» INSTRUCTION
Can you turn every line of the entries below into a numbered list, leaving out any blank lines?

» RECORDS FOR THE EXERCISE
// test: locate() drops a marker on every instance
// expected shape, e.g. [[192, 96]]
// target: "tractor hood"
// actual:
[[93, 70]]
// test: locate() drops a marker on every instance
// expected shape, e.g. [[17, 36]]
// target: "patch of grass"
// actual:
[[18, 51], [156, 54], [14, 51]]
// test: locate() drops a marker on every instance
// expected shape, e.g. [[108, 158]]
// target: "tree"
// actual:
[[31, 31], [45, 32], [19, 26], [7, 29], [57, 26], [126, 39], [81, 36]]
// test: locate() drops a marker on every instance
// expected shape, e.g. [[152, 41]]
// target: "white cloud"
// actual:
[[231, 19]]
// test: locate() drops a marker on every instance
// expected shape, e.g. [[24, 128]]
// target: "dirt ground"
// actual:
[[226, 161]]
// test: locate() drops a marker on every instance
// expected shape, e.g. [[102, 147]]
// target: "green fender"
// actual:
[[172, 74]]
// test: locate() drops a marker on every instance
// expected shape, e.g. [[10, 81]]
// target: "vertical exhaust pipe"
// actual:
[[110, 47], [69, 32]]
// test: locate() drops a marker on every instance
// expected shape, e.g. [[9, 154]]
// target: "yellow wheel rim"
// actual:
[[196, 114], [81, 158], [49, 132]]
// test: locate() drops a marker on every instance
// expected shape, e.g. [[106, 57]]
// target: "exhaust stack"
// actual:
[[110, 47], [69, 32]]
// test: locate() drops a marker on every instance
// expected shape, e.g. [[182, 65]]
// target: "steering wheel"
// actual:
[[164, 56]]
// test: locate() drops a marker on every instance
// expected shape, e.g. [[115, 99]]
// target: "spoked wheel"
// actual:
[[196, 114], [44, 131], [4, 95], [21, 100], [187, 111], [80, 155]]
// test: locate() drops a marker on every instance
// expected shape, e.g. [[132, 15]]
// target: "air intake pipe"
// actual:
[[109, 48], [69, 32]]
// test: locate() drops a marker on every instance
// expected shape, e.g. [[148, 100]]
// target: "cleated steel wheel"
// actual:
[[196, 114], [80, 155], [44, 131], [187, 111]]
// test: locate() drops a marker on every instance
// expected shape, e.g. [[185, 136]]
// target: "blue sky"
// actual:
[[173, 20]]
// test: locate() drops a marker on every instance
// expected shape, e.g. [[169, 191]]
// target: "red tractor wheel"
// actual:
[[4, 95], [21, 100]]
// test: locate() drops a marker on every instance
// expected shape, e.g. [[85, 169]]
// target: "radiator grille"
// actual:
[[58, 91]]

» RESULT OF THE TASK
1. // test: locate() drops a marker on every instance
2. // expected shape, e.g. [[192, 96]]
3. // target: "tractor hood"
4. // actual:
5. [[93, 70]]
6. // test: locate() drops a marker on every instance
7. // expected shape, e.g. [[17, 36]]
8. // target: "patch of grass"
9. // actual:
10. [[18, 51], [156, 54], [14, 51]]
11. // test: locate() drops a marker on every instance
12. // expected shape, e.g. [[108, 158]]
13. // target: "tree"
14. // actual:
15. [[31, 31], [45, 32], [19, 26], [7, 29], [57, 26], [126, 39], [81, 36]]
16. // test: locate() drops a marker on every instance
17. // expected shape, e.g. [[152, 41]]
18. // target: "white cloud"
19. // actual:
20. [[231, 19]]
21. // test: locate() drops a marker on every instance
22. // expected shape, e.g. [[24, 128]]
23. // target: "dirt ground"
24. // actual:
25. [[226, 161]]
26. // test: locate() drops a marker on every instance
27. // expected shape, e.g. [[102, 147]]
28. // target: "green fender"
29. // actual:
30. [[172, 74]]
31. // test: locate() drops a marker on every instance
32. // expected shape, e.g. [[10, 81]]
33. // target: "vertical exhaust pipe"
34. // actual:
35. [[110, 47], [69, 32]]
36. // test: locate() drops a marker on every instance
37. // expected shape, e.g. [[9, 154]]
38. // target: "yellow wheel rim"
39. // actual:
40. [[196, 114], [81, 158], [49, 132]]
41. // test: locate() drops a marker on every instance
42. // expected shape, e.g. [[106, 57]]
43. // target: "exhaust stack"
44. // actual:
45. [[110, 47], [69, 32]]
46. // test: locate() drops a marker on every instance
47. // expected shape, e.g. [[182, 65]]
48. // target: "steering wheel"
49. // actual:
50. [[164, 56]]
51. // test: locate() drops a marker on every instance
52. // expected shape, e.g. [[115, 99]]
53. // target: "spoked wheel"
54. // actual:
55. [[196, 114], [44, 131], [4, 95], [21, 100], [187, 111], [80, 155]]
56. // test: locate() drops a marker on every instance
57. // expected shape, e.g. [[132, 15]]
58. // target: "air intake pipe"
59. // actual:
60. [[109, 48], [69, 32]]
61. // test: locate() drops a marker on every instance
62. // expected shape, e.g. [[148, 100]]
63. // target: "cleated steel wheel"
64. // actual:
65. [[196, 114], [80, 155], [44, 131], [187, 111]]
66. // test: locate() drops a marker on every instance
67. // expected shape, e.g. [[185, 136]]
68. // target: "blue sky"
69. // actual:
70. [[173, 20]]
71. // test: locate() drops a marker on every instance
72. // expected shape, e.g. [[169, 191]]
73. // target: "red tractor wheel"
74. // actual:
75. [[4, 95], [21, 100]]
76. // test: locate() drops a marker on every instance
77. // expected shape, e.g. [[85, 169]]
78. // target: "radiator grille"
79. // actual:
80. [[58, 91]]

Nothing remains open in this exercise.